**TEXTO DADO**

(publicado na revista “A witness and a testimony”, jan-fev 1965; republicado como livreto em 2000)
Ex 36:20 = “Também fez tábuas levantadas para o tabernáculo, de madeira de cetim” (versão RC);
1Re 18:15 = “E disse Elias: Vive o SENHOR dos Exércitos, perante cuja face estou”;
Jz 7:21 = “E ficou-se cada um no seu lugar ao redor do arraial”;
Sl 134:1 = “Eis aqui, bendizei ao SENHOR todos vós, servos do SENHOR, que assistis na Casa do SENHOR todas as noites”
O tabernáculo representou a totalidade do povo de Deus, a soma de todos eles, em sua vida juntos em Cristo. Era, entretanto, uma construção móvel, fixa não de qualquer modo permanente, mas levantada e desmontada novamente, depois montada e novamente desmontada em pedaços, de acordo com as jornadas do povo como determinado pela vontade de Deus. Cada vez que este processo de desmonte tinha lugar, havia um momento quando a natureza essencial da edificação ficava a descoberto e se via que consistia de tábuas: tábuas que permaneciam em pé.

**REGISTROS FORNECIDOS**
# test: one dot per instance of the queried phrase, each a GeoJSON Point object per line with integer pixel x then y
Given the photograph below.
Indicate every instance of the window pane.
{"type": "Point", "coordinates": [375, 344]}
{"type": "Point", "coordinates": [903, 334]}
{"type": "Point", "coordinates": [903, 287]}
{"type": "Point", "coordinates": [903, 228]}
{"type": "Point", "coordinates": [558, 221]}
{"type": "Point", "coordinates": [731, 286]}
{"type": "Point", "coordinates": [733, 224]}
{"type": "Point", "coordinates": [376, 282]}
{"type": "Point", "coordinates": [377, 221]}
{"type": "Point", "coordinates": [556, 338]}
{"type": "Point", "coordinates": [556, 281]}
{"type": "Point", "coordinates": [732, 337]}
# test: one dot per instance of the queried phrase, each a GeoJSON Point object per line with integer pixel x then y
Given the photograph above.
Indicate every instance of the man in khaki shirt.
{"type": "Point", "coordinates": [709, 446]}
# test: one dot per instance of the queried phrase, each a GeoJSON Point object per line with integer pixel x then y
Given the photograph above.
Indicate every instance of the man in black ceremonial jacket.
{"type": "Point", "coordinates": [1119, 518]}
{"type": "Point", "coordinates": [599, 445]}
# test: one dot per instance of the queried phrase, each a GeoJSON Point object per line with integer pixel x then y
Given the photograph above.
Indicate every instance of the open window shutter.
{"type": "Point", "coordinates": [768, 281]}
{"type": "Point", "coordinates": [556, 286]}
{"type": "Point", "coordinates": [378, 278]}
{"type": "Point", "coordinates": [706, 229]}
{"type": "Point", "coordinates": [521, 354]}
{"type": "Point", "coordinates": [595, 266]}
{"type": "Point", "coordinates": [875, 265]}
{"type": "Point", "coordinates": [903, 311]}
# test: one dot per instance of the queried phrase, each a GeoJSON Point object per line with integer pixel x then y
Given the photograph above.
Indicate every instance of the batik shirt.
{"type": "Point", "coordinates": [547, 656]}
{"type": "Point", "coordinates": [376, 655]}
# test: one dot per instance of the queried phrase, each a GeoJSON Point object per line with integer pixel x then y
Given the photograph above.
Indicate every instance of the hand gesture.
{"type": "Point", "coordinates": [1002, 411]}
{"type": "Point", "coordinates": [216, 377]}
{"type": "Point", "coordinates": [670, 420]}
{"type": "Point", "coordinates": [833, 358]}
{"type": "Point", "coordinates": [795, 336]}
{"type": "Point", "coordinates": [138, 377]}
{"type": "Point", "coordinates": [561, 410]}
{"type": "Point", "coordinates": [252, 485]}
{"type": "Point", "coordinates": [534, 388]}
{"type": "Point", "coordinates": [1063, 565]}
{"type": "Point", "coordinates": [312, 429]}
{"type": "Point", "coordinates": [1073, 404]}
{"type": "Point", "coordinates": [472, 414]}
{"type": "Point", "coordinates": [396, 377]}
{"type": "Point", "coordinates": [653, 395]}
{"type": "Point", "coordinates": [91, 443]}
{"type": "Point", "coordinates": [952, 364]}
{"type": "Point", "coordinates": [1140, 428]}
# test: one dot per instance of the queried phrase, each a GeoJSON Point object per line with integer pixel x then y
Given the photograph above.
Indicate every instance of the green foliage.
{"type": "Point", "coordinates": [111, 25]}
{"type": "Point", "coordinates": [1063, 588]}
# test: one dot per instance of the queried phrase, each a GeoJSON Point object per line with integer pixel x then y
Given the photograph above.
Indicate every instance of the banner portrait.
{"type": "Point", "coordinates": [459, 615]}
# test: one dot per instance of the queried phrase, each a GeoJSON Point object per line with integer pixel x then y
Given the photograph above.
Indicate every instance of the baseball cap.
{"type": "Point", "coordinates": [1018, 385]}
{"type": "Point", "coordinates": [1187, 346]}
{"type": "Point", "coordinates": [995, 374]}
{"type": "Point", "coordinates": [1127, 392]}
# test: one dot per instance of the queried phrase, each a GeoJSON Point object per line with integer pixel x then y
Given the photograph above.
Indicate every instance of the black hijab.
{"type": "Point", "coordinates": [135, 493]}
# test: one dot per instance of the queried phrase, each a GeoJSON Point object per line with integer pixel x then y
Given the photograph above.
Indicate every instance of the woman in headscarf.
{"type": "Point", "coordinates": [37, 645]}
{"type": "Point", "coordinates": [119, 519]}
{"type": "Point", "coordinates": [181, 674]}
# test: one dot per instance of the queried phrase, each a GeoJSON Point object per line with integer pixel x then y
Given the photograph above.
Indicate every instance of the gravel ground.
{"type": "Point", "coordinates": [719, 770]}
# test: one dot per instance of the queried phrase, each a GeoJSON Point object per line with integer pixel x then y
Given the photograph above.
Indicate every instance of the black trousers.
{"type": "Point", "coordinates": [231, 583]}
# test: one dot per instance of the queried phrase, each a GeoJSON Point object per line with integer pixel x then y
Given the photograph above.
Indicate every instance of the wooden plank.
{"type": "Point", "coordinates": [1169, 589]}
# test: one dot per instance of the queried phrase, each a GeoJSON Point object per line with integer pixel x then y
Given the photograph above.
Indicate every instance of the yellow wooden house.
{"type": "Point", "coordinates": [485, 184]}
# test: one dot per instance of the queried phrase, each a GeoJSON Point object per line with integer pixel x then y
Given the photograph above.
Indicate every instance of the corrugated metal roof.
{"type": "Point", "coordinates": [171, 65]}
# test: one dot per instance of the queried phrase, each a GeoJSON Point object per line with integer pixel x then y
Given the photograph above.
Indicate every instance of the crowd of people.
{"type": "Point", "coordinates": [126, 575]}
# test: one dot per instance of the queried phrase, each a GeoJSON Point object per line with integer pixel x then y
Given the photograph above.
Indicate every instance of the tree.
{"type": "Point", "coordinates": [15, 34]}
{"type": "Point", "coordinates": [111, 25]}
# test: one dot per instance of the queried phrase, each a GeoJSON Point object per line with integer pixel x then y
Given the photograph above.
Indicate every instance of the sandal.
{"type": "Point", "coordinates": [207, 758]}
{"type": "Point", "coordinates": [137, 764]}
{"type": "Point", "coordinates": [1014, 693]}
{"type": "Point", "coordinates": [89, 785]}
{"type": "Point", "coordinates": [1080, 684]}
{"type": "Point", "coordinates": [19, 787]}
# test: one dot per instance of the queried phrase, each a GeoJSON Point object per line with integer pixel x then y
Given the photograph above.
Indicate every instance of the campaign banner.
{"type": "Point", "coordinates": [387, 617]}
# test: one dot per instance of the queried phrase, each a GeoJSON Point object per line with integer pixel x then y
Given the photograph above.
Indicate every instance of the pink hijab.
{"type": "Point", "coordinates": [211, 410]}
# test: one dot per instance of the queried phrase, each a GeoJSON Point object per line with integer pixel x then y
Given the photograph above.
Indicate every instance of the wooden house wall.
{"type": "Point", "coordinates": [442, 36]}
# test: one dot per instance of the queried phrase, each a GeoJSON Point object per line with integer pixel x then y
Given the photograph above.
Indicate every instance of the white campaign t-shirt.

**O QUE SE PEDE**
1 > Liste todas as referências bíblicas citadas no texto sobre o tabernáculo, na forma abreviada em que aparecem.
2 > Responda às perguntas abaixo com base no texto sobre o tabernáculo.
(a) De que madeira eram as tábuas, segundo Ex 36:20?
(b) Em que revista o texto foi publicado pela primeira vez, e em que meses e ano?
(c) O que o tabernáculo representou, segundo o texto?
3 > Dê continuidade ao texto sobre o tabernáculo a partir da última frase apresentada, em um ou dois parágrafos.

**RESPOSTAS DO EXERCÍCIO**
1 >
Ex 36:20
1Re 18:15
Jz 7:21
Sl 134:1

2 >
(a) De madeira de cetim.
(b) Na revista "A witness and a testimony", em janeiro e fevereiro de 1965.
(c) A totalidade do povo de Deus, a soma de todos eles, em sua vida juntos em Cristo.

3 >
Quando as quatro coberturas externas que protegiam o tabernáculo eram removidas, a estrutura essencial era vista como sendo feita de três paredes de madeira com suas cortinas. Depois que as cortinas eram tiradas, podia se ver que as filas de tábuas eram mantidas juntas por várias barras que corriam horizontalmente ao longo da parte interna das tábuas para dar-lhes coesão. No desmonte, chegava a hora destas barras serem removidas, mas é importante perceber que quando isto era feito as tábuas não caíam, elas permaneciam em pé. Mesmo quando suas conexões eram removidas e todos os suportes externos eram levados embora das tábuas individuais, elas não caíam ao chão.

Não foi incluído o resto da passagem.